(Page extract Opens)

Keywords: Cerebral hemodynamics; energy metabolism; mitochondria; near-infrared spectroscopy; neuroprotection.

Figure 1.

Schematic diagram of the experimental setup, including a bb-NIRS spectroscopic system. This bb-NIRS unit consisted of a tungsten halogen lamp as the light source and a miniature high-sensitivity CCD spectrometer as the detector for this study. TILS was administered underneath the “I”-shaped probe holder. The narrow, middle section of the holder was ∼8 mm in width. A laptop computer was used to acquire, display and save the data from the spectrometer. The shutter controlled the on and off function for the white light from the tungsten-halogen lamp to the subject’s forehead. A pair of protection goggles was worn during the whole experimental procedure.

Figure 2.

Paradigm of the TILS/placebo treatment and interleaved bb-NIRS data acquisition. Each treatment session consisted of eight 1-min treatment cycles: 55-s laser on and 5-s laser off per cycle. During the 5-s laser-off periods, the bb-NIRS system (both the light source and detector) was switched on for bb-NIRS data acquisition. The same data acquisition format was followed for baseline and recovery sessions.

Figure 3.

Subject-averaged time courses of TILS/placebo-induced cerebral changes of (a) [HbO], (b) [HHb], (c) [HbT], (d) [HbD], and (e) [CCO] (all in µM) recorded from human foreheads in vivo (mean ± SE, n = 11). Time zero (t = 0) is the onset of TILS. In each subplot, the shaded region indicates the period of TILS/placebo treatment. “*” indicates significant differences (0.01 < p < 0.05, two sample t-test) in respective concentrations between TILS and placebo treatment. “**” indicates significant differences (p < 0.01, two sample t-test) in respective concentrations between TILS and placebo treatment.

(Page extract Closes)
(The data Opens)

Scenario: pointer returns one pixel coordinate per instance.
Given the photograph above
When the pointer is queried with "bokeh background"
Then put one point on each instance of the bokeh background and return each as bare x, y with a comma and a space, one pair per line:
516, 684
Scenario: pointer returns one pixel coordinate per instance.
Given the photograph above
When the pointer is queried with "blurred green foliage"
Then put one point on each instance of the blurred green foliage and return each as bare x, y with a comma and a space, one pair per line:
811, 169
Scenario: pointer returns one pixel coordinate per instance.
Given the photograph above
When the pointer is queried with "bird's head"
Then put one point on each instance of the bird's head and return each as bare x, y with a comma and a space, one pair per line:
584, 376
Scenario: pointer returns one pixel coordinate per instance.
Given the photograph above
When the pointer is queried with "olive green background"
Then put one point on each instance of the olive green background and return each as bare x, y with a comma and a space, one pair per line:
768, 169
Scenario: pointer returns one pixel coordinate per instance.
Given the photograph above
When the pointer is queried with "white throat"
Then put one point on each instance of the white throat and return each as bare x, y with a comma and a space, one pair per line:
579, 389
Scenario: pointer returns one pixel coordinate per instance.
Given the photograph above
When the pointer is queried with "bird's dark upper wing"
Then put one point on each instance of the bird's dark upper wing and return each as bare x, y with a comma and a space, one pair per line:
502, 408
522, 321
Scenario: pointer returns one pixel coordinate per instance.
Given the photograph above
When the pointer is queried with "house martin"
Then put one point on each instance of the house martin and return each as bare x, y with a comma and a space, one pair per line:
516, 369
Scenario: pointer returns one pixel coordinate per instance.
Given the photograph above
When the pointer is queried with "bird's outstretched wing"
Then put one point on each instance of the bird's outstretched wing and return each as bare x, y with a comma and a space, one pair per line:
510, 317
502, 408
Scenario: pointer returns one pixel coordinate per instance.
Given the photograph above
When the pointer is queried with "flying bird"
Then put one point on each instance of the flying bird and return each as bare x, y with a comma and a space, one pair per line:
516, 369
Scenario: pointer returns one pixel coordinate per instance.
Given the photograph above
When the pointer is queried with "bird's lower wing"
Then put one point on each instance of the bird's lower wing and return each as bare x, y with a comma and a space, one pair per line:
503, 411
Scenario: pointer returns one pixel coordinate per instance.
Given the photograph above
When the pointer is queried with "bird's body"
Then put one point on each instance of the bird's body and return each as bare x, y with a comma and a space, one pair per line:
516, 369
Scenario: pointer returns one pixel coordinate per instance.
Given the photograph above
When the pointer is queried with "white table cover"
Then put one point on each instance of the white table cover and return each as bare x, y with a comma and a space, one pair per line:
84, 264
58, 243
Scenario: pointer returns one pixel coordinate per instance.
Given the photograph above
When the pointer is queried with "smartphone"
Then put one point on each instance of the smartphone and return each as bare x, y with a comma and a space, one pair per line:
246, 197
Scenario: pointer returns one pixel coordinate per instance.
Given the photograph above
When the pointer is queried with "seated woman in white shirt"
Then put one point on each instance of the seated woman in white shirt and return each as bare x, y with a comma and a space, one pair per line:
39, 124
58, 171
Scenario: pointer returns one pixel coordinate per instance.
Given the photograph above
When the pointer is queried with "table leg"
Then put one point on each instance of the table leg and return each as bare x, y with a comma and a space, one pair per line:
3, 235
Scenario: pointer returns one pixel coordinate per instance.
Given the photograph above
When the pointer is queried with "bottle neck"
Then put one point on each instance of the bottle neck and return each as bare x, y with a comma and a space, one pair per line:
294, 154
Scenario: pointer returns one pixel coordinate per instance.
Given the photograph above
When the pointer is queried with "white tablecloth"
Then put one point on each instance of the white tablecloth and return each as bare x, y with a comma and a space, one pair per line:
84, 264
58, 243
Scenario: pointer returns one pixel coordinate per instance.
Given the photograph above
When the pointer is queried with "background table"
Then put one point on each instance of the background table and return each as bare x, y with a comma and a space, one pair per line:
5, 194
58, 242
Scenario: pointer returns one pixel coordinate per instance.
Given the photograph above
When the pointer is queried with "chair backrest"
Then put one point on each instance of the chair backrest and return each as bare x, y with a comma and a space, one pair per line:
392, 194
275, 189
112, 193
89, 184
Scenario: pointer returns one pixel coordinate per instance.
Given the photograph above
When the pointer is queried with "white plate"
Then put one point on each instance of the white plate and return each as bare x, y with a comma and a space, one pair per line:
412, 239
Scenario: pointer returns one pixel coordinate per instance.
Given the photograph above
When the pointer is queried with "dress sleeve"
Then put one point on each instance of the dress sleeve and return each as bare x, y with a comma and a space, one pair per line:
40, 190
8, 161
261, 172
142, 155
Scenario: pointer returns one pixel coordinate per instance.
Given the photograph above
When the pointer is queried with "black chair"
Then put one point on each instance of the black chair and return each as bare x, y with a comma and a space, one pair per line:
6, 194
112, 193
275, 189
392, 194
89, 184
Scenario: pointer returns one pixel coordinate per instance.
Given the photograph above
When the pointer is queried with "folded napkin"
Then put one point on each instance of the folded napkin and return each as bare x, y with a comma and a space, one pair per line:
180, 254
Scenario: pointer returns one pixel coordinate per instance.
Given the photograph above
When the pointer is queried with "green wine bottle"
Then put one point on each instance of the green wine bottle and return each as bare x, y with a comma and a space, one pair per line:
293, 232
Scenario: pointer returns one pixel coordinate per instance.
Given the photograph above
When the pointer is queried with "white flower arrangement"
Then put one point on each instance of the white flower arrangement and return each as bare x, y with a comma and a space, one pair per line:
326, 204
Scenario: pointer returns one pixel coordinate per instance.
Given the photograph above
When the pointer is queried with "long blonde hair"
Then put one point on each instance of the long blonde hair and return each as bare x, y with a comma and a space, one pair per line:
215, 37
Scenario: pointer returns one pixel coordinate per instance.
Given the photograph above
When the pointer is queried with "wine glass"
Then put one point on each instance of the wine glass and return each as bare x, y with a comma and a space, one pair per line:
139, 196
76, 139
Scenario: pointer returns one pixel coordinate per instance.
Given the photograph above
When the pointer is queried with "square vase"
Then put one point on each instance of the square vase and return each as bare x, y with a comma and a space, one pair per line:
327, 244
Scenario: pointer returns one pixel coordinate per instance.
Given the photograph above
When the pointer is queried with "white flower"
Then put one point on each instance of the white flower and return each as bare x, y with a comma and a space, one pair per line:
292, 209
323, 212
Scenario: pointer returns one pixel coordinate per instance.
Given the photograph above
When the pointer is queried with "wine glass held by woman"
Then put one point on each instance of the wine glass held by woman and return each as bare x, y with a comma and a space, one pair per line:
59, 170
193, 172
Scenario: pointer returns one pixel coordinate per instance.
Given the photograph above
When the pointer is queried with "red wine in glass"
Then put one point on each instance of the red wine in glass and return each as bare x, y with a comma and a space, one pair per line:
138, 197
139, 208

(The data Closes)

→ Work task
Could you pick up the figure captions on laser treatment and near-infrared spectroscopy after their last sentence and keep writing them?

→ Response for this exercise
Figure 4.

(a) Relationships between subject-averaged Δ[CCO] vs Δ[HbO] and Δ[CCO] vs Δ[HHb] that resulted from TILS and placebo treatment (mean ± SE, N = 11). Solid red diamonds display the relationship of Δ[CCO] vs Δ[HbO]; solid blue dots display the relationship of Δ[CCO] vs Δ[HHb]. Both red open diamonds and blue open squares represent placebo-treated Δ[CCO] vs Δ[HbO] and Δ[CCO] vs Δ[HHb], respectively. (b) Relationships between subject-averaged Δ[CCO] vs Δ[HbT] and Δ[CCO] vs Δ[HbD] caused by TILS and placebo treatment. Solid purple circles display the relationship of Δ[CCO] vs Δ[HbT]; solid black triangles display the relationship of Δ[CCO] vs Δ[HbD]. Both red open circles and open triangles represent placebo-treated Δ[CCO] vs Δ[HbO] and Δ[CCO] vs Δ[HHb], respectively. All error bars represent standard errors of means from respective chromophore concentrations.

Figure 5.

Ratios of (a) Δ[CCO]/Δ[HbO], (c) Δ[CCO]/Δ[HbT], and (e) Δ[CCO]/Δ[HbD] during and after infrared laser stimulation on the right forehead of 11 human subjects (red symbols) and on the right forearm of another group of 11 human subjects (blue symbols). Time-averaged ratios of (b) Δ[CCO]/Δ[HbO], (d) Δ[CCO]/Δ[HbT], and (f) Δ[CCO]/Δ[HbD] with corresponding standard deviations in both forearm and forehead stimulation cases. “**” marks significant difference (p < 0.01, two sample t-test) of Δ[CCO]/Δ[HbO] or Δ[CCO]/Δ[HbT] between the stimulated cases. “*” marks significant difference (p < 0.05, two sample t-test) of Δ[CCO]/Δ[HbD] between the stimulated cases.

Figure 6.

(a) Model of the photobiochemical mechanism of action of infrared light on the measured cytochrome c oxidase oxidation (CCO oxidized) and hemoglobin oxygenation (HbO₂). While some of the initial steps may occur at the same time, the proposed biochemical processes are numbered sequentially to better explain the observed increased concentration of oxidized CCO during 1064-nm laser stimulation. See text for detailed explanation. (b) The right most panel shows a pyramidal neuron of the cerebral cortex, which is modified from a figure in Huettel et al. The middle dashed rectangle is a zoomed section of apical dendrite, containing an abundant amount of mitochondria, with which CCO can be photo-stimulated and oxidized by TILS. This photobiomodulation consequently drives increases of HbO, HbT, and HbD. (c) A flow chart to show the conventional neuro-vascular coupling by the black-colored notations and our newly-defined TILS-induced metabolic-hemodynamic coupling by the red-colored notations. The blue-colored notations represent common endpoints of both mechanisms on the cerebral circulation.